● **Belge**
◆ ◆ ◆ ◆
ATATÜRK VE ÇOCUK SEVGİSİ

Abone Ol

Atatürk ile çocuklar arasındaki sevgi hiçbir zaman tek yönlü olmadı.

Çocuklar da onu çok sevdi.

Bir gün İzmit’te okul gösterisine gitmişti. Küçük bir oğlan çocuğu Atatürk’e hayran hayran baktıktan sonra kucağına atılıp onu öpmeye başlamıştı. Onu gören öbür çocuklar da öğretmenlerinin elinden kaçarak Ata’ya doğru koşuştular, onunla bir yumak haline geldiler. Onu öpücük yağmuruna tuttular. Atatürk çevresindeki büyük insanlara döndü: “Görüyorsunuz ya, onlarla aynı kuşaktanız” dedi.

Tarih 17 Ekim 1922…Atamız Bursa’ya geldiğinde kendisini karşılayan okul çocuklarına şöyle seslendi:

“Küçük hanımlar, küçük beyler! Sizler hepiniz geleceğin bir gülü, yıldızı ve ikbal ışığısınız. Memleketi asıl ışığa boğacak olan sizsiniz. Kendinizin ne kadar önemli, değerli olduğunuzu düşünerek ona göre çalışınız. Sizlerden çok şeyler bekliyoruz; kızlar, çocuklar!”

Atatürk sevdiği çocukları sevindirmek de isterdi.

Dolmabahçe sarayında oturduğu günlerde bir akşam yazarlarla birlikte Boğaziçi’nde motor gezintisi yapıyordu. Kanlıca yalılarının birinde sünnet düğünü yapıldığını görmüş, yalıya çıkarak Atıf ve Saha isimli çocuklarla ilgilenmişti. Yanında armağanlarla gelmediğine üzülmüş, onlara bankadaki özel hesabından para ödenmesi için mektup yazmıştı. Ancak çocukların babasının Ata’nın mektubunu bankaya vermeyip değerli bir anı olarak saklayacağını öğrenince ikinci bir mektup yazarak çocuklara paranın mutlaka ödenmesini sağlamıştı.
◆ ◆ ◆ ◆
● **Kayıtlı veriler**
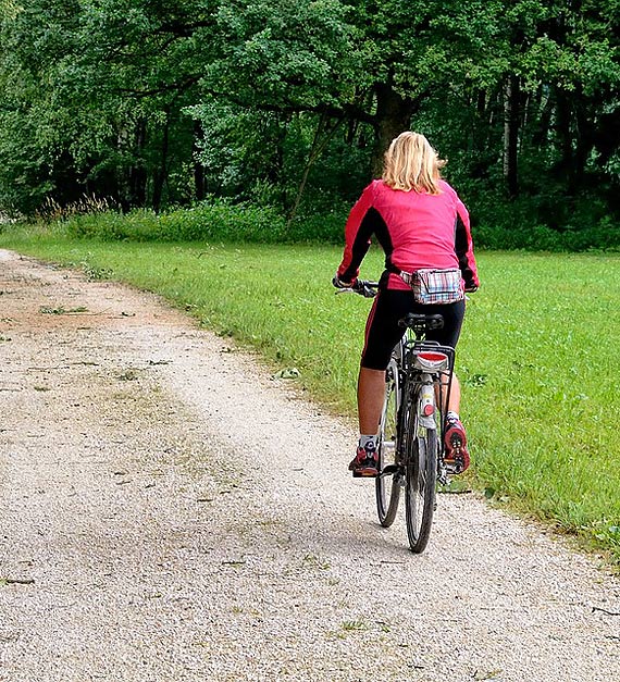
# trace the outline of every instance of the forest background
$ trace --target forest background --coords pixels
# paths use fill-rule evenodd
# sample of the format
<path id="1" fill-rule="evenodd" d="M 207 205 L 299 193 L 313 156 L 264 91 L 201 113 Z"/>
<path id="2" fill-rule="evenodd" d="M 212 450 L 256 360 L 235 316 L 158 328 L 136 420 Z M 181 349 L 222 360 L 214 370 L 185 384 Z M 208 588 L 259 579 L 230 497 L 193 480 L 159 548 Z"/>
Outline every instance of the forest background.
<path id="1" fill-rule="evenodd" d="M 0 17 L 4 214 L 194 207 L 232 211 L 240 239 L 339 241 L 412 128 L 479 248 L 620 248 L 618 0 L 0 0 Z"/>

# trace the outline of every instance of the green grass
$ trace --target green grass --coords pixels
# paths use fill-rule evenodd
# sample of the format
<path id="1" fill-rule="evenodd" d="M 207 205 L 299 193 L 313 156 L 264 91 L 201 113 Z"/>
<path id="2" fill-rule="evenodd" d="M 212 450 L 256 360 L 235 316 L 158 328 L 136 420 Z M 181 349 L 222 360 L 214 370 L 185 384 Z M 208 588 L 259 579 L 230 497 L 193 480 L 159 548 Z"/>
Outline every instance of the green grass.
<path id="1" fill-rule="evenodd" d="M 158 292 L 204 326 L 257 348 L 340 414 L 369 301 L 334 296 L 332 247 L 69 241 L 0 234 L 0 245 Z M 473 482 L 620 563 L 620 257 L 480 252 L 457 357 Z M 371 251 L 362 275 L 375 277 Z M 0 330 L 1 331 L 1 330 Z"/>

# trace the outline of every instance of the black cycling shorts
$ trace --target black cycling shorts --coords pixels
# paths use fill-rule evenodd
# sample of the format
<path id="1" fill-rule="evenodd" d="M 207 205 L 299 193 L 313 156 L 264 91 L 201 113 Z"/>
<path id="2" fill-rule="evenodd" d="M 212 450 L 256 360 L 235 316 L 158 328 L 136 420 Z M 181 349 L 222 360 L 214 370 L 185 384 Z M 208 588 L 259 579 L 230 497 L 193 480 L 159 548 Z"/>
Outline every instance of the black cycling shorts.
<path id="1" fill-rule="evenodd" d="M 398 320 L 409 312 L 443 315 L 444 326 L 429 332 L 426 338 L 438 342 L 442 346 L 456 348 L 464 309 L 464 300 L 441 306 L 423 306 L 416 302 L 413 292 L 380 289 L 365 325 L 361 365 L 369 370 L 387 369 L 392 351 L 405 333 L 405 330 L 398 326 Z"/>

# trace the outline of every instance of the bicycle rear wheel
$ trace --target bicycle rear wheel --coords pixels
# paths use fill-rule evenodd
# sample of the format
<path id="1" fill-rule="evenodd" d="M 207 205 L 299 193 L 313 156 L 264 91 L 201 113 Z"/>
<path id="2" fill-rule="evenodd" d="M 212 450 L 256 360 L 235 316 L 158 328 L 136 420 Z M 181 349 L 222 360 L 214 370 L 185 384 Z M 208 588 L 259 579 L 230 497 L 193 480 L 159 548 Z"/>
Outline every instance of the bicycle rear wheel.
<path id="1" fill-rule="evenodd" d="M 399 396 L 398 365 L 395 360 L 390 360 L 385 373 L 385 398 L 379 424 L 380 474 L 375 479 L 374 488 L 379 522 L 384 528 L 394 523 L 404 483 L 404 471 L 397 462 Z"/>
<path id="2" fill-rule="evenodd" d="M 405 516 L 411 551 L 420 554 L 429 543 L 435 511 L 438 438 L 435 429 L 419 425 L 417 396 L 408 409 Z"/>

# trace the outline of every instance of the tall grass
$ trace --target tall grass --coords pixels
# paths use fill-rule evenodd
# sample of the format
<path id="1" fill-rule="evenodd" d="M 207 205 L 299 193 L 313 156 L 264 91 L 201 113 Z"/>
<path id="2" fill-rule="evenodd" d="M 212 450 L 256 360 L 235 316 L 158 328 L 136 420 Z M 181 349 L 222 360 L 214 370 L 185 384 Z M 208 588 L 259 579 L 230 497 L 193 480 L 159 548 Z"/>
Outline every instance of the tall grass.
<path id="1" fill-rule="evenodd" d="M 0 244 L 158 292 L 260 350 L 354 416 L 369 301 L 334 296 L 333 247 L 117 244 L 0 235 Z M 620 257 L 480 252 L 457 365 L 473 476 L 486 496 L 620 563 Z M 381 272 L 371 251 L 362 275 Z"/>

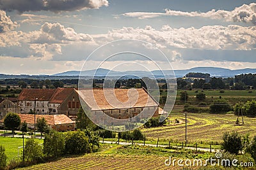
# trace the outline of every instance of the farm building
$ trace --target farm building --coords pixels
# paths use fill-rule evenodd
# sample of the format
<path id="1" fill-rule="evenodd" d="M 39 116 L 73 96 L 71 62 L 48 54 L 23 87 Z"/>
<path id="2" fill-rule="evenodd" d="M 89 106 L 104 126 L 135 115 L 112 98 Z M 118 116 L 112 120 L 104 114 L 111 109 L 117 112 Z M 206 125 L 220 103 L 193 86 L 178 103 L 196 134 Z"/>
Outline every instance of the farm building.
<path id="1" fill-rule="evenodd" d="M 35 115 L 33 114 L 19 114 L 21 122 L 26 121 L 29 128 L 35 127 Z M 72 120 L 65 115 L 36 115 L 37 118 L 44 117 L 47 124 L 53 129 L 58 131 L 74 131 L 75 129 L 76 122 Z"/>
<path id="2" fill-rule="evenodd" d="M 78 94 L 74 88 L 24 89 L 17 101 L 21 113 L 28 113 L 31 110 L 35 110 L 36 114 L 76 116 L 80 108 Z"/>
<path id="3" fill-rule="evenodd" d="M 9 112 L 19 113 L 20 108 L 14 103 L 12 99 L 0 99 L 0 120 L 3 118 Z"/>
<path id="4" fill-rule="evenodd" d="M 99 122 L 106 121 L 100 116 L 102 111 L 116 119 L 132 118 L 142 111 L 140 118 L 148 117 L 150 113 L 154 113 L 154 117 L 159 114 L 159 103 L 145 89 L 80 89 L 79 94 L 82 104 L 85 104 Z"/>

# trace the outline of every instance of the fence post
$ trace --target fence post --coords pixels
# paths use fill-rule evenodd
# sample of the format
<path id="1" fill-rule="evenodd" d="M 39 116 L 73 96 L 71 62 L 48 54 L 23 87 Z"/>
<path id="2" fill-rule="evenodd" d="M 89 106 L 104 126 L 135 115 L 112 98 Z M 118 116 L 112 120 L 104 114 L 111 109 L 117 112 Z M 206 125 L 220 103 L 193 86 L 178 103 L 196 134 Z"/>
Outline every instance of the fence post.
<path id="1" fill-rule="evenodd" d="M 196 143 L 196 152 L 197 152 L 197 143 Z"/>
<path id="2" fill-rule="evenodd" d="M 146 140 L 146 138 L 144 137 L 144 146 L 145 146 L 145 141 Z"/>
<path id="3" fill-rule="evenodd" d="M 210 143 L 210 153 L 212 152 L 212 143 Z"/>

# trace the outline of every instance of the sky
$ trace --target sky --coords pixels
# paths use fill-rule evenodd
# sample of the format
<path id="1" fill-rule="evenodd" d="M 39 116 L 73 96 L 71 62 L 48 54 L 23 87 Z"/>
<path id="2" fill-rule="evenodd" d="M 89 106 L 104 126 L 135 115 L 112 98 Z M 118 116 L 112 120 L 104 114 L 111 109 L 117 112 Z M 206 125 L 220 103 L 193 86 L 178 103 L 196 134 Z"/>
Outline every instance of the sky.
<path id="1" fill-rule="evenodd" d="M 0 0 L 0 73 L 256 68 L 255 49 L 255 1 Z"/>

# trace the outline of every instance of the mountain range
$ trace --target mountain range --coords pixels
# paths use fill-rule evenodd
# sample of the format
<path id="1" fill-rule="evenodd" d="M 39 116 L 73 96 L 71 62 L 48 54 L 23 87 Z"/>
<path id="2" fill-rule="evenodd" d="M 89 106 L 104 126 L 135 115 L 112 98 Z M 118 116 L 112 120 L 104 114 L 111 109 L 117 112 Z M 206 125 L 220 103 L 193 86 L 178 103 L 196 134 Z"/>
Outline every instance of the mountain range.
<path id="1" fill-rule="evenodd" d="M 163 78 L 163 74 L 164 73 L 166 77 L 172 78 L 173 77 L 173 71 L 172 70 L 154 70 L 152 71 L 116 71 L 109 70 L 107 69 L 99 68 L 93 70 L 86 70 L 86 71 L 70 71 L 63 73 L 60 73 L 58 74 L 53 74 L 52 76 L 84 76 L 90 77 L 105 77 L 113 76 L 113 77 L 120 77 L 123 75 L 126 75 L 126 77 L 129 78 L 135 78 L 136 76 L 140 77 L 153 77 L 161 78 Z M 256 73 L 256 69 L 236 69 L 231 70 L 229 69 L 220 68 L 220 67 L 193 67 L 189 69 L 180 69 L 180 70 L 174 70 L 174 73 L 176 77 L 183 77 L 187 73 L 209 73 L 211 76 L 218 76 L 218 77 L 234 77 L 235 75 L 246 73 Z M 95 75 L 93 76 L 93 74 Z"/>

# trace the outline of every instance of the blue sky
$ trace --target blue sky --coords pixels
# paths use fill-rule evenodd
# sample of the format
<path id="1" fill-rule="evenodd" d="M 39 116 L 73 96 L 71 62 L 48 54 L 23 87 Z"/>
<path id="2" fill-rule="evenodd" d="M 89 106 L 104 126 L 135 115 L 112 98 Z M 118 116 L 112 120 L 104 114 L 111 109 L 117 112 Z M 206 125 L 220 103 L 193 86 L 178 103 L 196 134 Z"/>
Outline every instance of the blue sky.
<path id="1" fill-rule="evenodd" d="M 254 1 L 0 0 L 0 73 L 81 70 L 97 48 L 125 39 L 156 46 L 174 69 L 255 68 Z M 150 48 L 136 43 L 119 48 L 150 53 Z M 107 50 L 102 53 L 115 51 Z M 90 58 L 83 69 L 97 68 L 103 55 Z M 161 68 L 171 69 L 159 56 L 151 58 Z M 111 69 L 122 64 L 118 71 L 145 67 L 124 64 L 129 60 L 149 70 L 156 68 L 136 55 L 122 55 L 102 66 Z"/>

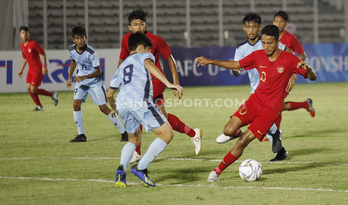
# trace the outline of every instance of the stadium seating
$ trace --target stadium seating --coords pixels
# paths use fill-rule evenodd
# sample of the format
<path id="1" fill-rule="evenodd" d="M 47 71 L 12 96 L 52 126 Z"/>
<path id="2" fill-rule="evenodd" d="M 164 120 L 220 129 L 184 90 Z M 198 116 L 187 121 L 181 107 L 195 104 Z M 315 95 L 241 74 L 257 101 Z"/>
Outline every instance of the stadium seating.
◆ ◆ ◆ ◆
● **Görev**
Atatürk'ün çocuk sevgisini anlatan yazıyı son cümlesinden sonra devam ettirin.

● **Yanıt**
Lider işte…

Mustafa Kemal’in milli egemenlik ilkesini Milli Mücadele’nin ve kurulan devletin temeli olarak ortaya koyduğunun, yani Türk Milletinin kendi kaderine hakim olduğunun, kendi geleceğini tayin edeceği ilkesinin de hayata geçirilmesinin simgesidir.

Örneklere devam edelim…

Atatürk bir okula gitmişti. Her zaman olduğu gibi bütün çocuklar etrafını sardı. Hepsi sevinç içinde onu alkışlıyordu. Yalnız küçük bir çocuk; bir kenara çekilmiş, ilgisiz gibi duruyordu bu durum Atatürk'ün gözünden kaçmadı. Onu yanına çağırdı:

- ''Çocuğum, neden durgunsun? Bir derdin mi var? Hasta mısın?'' dedi.
Çocuk:
- ''Bir şeyim yok efendim'' dedi. Arkasını döndü, gözlerinden akan yaşları gizlice sildi.

Atatürk: - ''Niçin ağlıyorsun yavrum? Sen ağlayınca ben çok üzülüyorum'' dedi.
Küçük çocuk,o vakit yaşlı gözlerini Atatürk'e çevirdi:

- ''Atam,seni böyle yakından görmek isterdik. Geldin, gördük, sevindik.

Ama artık sıramızı savdık. Bir daha seni ne zaman göreceğiz? Ona ağlıyorum.'' Atatürk oradaki çocuklara baktı:

- ''Beni ne zaman görmek isterseniz, aynaya bakın. Siz Türk çocukları benim birer parçamsınız. Bende sizin'' dedi.

Evet…Tam 100 yıl önce bugün dualarla açılan TBMM, herkese bir sevinç haberi olarak müjdelendi. Sevinç çığlıkları ülkenin dört bir yanından yükseliyordu.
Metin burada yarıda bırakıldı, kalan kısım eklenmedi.